— start of Selected extract —
I want to thank Jeff Johnson, itinerant teacher, for bringing this issue to my attention. Shot guerilla style with a single camera and a lot of moxie, Erykah Badu’s newest music video is a walking tour of the last path John F. Kennedy rode and an observation on self-censorship and challenging the status quo. Yes, she strips naked.  And the people who you see in the video don’t expect a thing. The uproar seems to be trapped in the details. Children and small woodland creatures have been confronted by art, molested by social commentary, and their parents have been aroused by a big black butt in living color. The laws of Texas state:


(a)  A person commits an offense if he exposes his anus or any part of his genitals with intent to arouse or gratify the sexual desire of any person, and he is reckless about whether another is present who will be offended or alarmed by his act.

(b)  An offense under this section is a Class B misdemeanor.


(a)  A person commits an offense if he intentionally or knowingly:

(10)  exposes his anus or genitals in a public place and is reckless about whether another may be present who will be

offended   or alarmed by his act;

Are Americans morally offended by nudity? Does bathing occur fully clothed? Some are suggesting that Badu’s intent to record a naked black woman getting shot by an invisible shooter was to sexually arouse or provoke. Her crime against the city? Filming without a permit and, maybe, disorderly conduct if they can prove that her legs were open enough to reveal genitalia. Although, tourists don’t need permits to film while they are walking that same route. No one seems to be disturbed that the naked women, as far as they could tell, fell to the ground shot and apparently dead. No one mentions that part of the controversy surrounding JFK’s assassination stems from his making moves to alter America as we knew it then with Civil Rights Law and massively proactive foreign engagement [yet, ironically, had nothing to say against McCarthyism].
— end of Selected extract —
— start of Supplied material —
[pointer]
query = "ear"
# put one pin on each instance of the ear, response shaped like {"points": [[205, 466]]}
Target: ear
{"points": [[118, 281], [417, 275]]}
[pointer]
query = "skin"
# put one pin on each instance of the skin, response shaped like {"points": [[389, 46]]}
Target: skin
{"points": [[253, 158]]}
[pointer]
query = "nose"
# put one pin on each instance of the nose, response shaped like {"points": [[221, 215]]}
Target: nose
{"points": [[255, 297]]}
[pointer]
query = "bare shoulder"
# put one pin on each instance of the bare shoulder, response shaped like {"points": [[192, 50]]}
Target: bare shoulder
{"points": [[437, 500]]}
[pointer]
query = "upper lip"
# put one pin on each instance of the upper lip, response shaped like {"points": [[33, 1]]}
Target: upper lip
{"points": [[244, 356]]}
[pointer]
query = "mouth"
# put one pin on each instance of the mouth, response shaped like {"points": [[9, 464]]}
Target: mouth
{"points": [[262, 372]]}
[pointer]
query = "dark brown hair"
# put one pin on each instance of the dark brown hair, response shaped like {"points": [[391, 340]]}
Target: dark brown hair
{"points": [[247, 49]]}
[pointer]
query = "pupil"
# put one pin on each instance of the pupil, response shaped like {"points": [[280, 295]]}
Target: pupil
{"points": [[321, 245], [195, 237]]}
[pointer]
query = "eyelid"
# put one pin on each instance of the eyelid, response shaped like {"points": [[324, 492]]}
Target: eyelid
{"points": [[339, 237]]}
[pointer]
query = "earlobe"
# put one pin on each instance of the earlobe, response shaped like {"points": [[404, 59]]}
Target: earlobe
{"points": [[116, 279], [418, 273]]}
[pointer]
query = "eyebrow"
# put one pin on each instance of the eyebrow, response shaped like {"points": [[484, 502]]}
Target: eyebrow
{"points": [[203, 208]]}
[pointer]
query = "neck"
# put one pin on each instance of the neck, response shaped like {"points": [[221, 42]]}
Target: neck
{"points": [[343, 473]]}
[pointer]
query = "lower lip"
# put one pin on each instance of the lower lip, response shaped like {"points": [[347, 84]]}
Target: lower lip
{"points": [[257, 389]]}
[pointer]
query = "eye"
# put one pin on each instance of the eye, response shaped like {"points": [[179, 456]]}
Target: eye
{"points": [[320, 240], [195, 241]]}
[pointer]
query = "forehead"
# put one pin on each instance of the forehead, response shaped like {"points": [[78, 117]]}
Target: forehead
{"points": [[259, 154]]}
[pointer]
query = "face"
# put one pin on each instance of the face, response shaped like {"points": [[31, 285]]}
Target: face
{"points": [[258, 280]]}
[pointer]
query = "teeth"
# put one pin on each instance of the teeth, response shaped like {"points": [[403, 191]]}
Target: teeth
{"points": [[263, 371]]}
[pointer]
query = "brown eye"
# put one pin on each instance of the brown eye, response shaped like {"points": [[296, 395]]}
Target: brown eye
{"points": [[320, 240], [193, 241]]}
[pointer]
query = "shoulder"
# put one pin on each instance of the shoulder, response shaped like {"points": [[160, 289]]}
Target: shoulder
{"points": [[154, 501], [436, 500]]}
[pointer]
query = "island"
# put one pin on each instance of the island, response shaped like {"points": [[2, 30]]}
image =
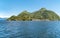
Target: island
{"points": [[42, 14]]}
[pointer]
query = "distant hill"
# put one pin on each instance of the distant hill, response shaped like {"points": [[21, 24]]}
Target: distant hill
{"points": [[42, 14]]}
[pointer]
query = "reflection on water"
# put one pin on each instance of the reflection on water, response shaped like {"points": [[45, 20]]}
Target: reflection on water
{"points": [[29, 29]]}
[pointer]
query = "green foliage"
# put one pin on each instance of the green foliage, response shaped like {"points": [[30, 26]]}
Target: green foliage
{"points": [[41, 14]]}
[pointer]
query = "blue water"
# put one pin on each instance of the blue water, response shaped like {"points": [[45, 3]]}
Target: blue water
{"points": [[29, 29]]}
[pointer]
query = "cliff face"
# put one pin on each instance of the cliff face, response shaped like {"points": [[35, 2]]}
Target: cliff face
{"points": [[42, 14]]}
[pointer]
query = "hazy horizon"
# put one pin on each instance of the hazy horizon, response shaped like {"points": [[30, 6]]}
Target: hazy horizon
{"points": [[14, 7]]}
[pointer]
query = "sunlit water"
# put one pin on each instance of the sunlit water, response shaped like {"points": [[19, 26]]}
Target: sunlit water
{"points": [[29, 29]]}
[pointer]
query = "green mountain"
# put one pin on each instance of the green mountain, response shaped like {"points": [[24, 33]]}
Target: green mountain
{"points": [[42, 14]]}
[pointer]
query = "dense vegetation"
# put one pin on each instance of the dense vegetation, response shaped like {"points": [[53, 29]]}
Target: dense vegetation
{"points": [[42, 14]]}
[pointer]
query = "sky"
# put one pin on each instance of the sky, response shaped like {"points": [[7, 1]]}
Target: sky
{"points": [[14, 7]]}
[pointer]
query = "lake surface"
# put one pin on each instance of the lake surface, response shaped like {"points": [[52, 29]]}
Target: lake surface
{"points": [[29, 29]]}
— end of Supplied material —
• Set task 1: List every sentence in the post about Erykah Badu's video that ends in a question mark.
• Set task 2: According to the Texas law quoted in the post about Erykah Badu's video, what class of misdemeanor is the offense described in subsection (b)?
• Set task 3: Retype the post about Erykah Badu's video between "I want to thank" and "by his act.", inclusive.

• Finished answer 1:
- Are Americans morally offended by nudity?
- Does bathing occur fully clothed?
- Her crime against the city?

• Finished answer 2: A Class B misdemeanor.

• Finished answer 3:
I want to thank Jeff Johnson, itinerant teacher, for bringing this issue to my attention. Shot guerilla style with a single camera and a lot of moxie, Erykah Badu’s newest music video is a walking tour of the last path John F. Kennedy rode and an observation on self-censorship and challenging the status quo. Yes, she strips naked.  And the people who you see in the video don’t expect a thing. The uproar seems to be trapped in the details. Children and small woodland creatures have been confronted by art, molested by social commentary, and their parents have been aroused by a big black butt in living color. The laws of Texas state:


(a)  A person commits an offense if he exposes his anus or any part of his genitals with intent to arouse or gratify the sexual desire of any person, and he is reckless about whether another is present who will be offended or alarmed by his act.